▶ [GOAL A] In the passage on the right to bear arms, take everything from "The right to arm" down to "threatened one's life." and write it out again, substituting "freedom" for "liberty".
* START SELECTED TEXT *
The right to arm oneself for defense of one's person and liberty was a tradition that continued into the Enlightenment, being remarked upon by revered thinkers such as Thomas Hobbes and John Locke, whose argument for the right to “life, liberty, and property” was the inspiration for Thomas Jefferson's similar formulation in the document whose signing we celebrate today. Locke wrote that these rights were fundamental to mankind and antedated and transcended any government; that governments existed primarily to safeguard these rights; and any government destructive of these rights was unlawful and could therefore be justly resisted and destroyed by use of arms the same way that one could resist and destroy a criminal who threatened one's life.
“Thanks for the history lesson,
Bruceman, but what does this have to do with anything?” Well, these
thinkers formed the foundation of the Founders' ideas on government
and the Right to Bear Arms!
These were the so-called “elementary books of public right” that Jefferson referred to when explaining the basis and authority of the Declaration of Independence. In his letter to Henry Lee IV (half-brother of Robert), Jefferson wrote “...But with respect to our rights, and the acts of the British government contravening those rights, there was but one opinion on this side of the water. All American whigs thought alike on these subjects. When forced, therefore, to resort to arms for redress, an appeal to the tribunal of the world was deemed proper for our justification. This was the object of the Declaration of Independence. Not to find out new principles, or new arguments, never before thought of, not merely to say things which had never been said before; but to place before mankind the common sense of the subject, in terms so plain and firm as to command their assent, and to justify ourselves in the independent stand we are compelled to take. Neither aiming at originality of principle or sentiment, nor yet copied from any particular and previous writing, it was intended to be an expression of the American mind, and to give to that expression the proper tone and spirit called for by the occasion. All its authority rests then on the harmonizing sentiments of the day, whether expressed in conversation, in letters, printed essays, or in the elementary books of public right, as Aristotle, Cicero, Locke, Sidney, etc....”
* END SELECTED TEXT *
* START RECORD LIST *
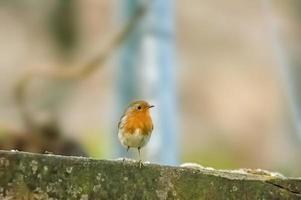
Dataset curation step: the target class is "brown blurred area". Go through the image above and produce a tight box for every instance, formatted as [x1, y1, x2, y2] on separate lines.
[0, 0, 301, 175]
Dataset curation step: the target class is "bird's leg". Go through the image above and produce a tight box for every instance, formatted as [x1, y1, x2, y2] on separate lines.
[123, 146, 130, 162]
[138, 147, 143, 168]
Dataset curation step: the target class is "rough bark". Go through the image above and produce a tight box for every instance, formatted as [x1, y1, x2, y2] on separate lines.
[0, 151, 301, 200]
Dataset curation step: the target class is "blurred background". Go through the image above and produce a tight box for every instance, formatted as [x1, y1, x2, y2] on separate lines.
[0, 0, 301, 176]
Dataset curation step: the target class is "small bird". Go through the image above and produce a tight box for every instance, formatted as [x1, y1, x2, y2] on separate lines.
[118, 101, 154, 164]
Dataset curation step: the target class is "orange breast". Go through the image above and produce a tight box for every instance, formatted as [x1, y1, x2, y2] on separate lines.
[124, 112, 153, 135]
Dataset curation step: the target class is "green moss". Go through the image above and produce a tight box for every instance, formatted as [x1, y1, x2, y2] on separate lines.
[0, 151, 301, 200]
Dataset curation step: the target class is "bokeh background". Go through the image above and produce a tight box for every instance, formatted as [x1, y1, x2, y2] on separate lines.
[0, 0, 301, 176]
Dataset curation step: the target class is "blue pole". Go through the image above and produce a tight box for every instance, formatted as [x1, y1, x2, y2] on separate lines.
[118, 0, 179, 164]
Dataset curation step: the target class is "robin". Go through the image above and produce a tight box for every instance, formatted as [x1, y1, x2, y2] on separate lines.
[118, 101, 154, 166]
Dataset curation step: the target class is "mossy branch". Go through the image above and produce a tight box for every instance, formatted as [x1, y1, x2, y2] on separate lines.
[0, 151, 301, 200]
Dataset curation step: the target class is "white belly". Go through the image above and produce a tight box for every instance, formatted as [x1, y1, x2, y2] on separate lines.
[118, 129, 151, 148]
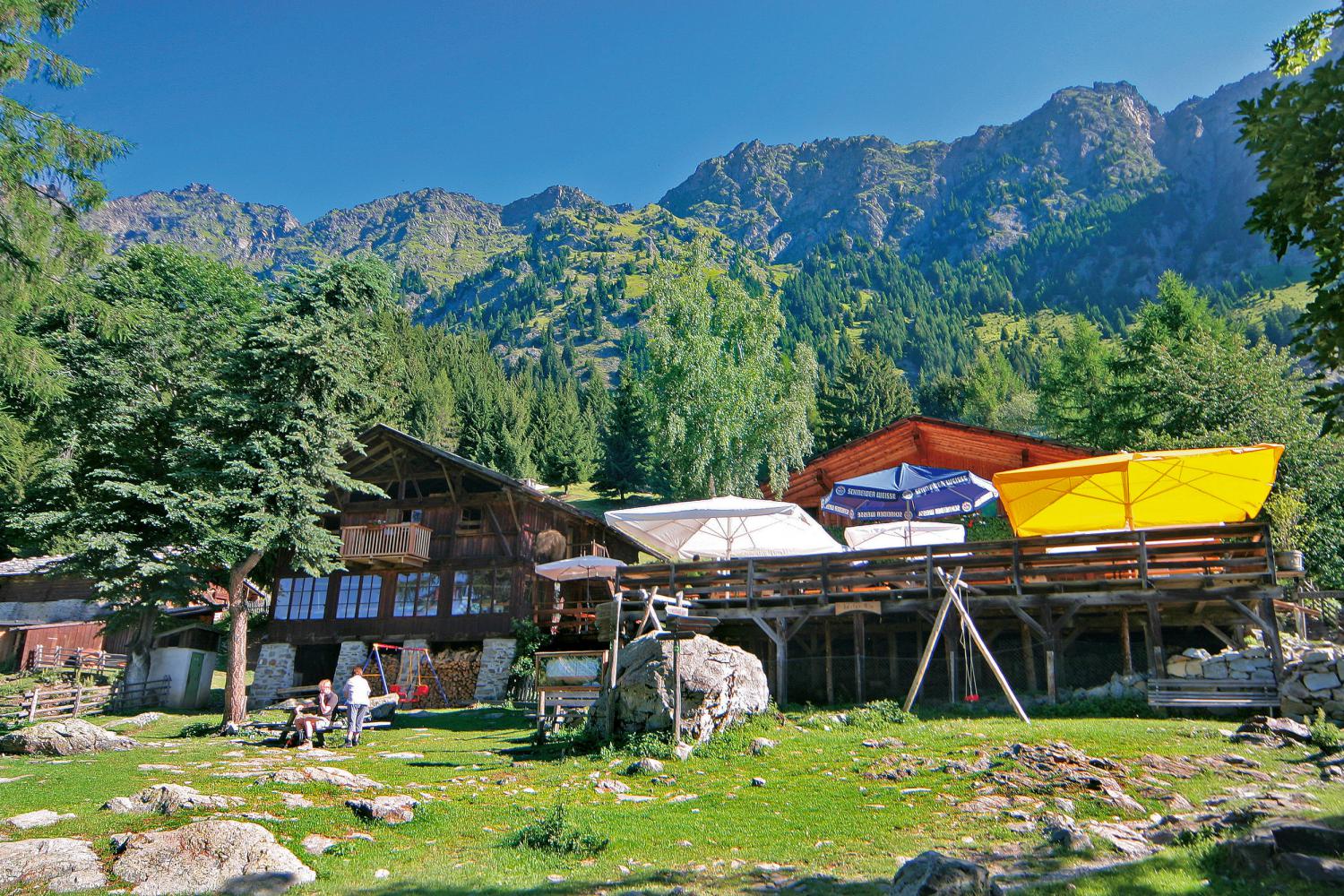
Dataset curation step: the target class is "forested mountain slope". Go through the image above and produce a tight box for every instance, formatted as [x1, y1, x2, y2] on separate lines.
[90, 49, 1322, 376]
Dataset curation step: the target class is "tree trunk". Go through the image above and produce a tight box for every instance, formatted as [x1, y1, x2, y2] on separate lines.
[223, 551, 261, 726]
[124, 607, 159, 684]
* END RECORD LIST *
▶ [GOAL B] Copy everything from the start of the region labeling records down to the line containing "[118, 101, 154, 166]", requests included, but raise every bounding-box coordinate by 27. Omit the pictures.

▶ [CORRECT OUTPUT A]
The right to arm oneself for defense of one's person and freedom was a tradition that continued into the Enlightenment, being remarked upon by revered thinkers such as Thomas Hobbes and John Locke, whose argument for the right to “life, freedom, and property” was the inspiration for Thomas Jefferson's similar formulation in the document whose signing we celebrate today. Locke wrote that these rights were fundamental to mankind and antedated and transcended any government; that governments existed primarily to safeguard these rights; and any government destructive of these rights was unlawful and could therefore be justly resisted and destroyed by use of arms the same way that one could resist and destroy a criminal who threatened one's life.

▶ [CORRECT OUTPUT B]
Dataset curation step: the target class is "brown blurred area". Go through the image above and produce a tight box for every instance, formatted as [x1, y1, x2, y2] on separate lines.
[27, 27, 328, 202]
Dataset curation step: the target class is "bird's leg". Go through the image above and produce a tight box for every instance, formatted as [x1, y1, x2, y2] on separate lines.
[150, 173, 157, 189]
[165, 174, 170, 195]
Dataset curation step: the target class is "rough bark". Go through the image above and produce a tight box for every instance, formatted as [x1, y1, x2, y2] on separate lines.
[27, 178, 328, 227]
Dataset curation step: the target class is "blurred background". Go through the image above and produce a tight box for every instance, formatted as [x1, y1, x2, y2] on separate lines.
[27, 27, 328, 203]
Dataset curation step: the target class is "small bird". Go through the image above and produce a tight box for every instance, formatted as [x1, y1, x2, y2] on separate lines.
[145, 128, 181, 191]
Dataset curation step: the target class is "orange breast". Go through the image above and produce a tight box for every instance, formatted as [x1, y1, x2, y2] on separate lines.
[151, 139, 180, 162]
Dataset curation step: the target class is "green moss". Go through the image above and produce a tight box for every instance, formatted as [x1, y1, x2, y2] on separate lines.
[27, 178, 328, 227]
Dataset curation step: the target class is "bokeh background". Go through the image above and produce a tight box for every instance, formatted as [x1, y1, x2, y2] on separate lines.
[27, 27, 328, 203]
Dataset curation step: the target class is "blue pole". Go through the image above and produce a tight box for every instance, formatted as [x1, y1, x2, y2] on separate lines.
[145, 27, 206, 191]
Dataset curation step: the target class is "robin". Go through the image above and produce a tight box for every instance, formatted as [x1, y1, x2, y2] on separate lines.
[145, 128, 181, 193]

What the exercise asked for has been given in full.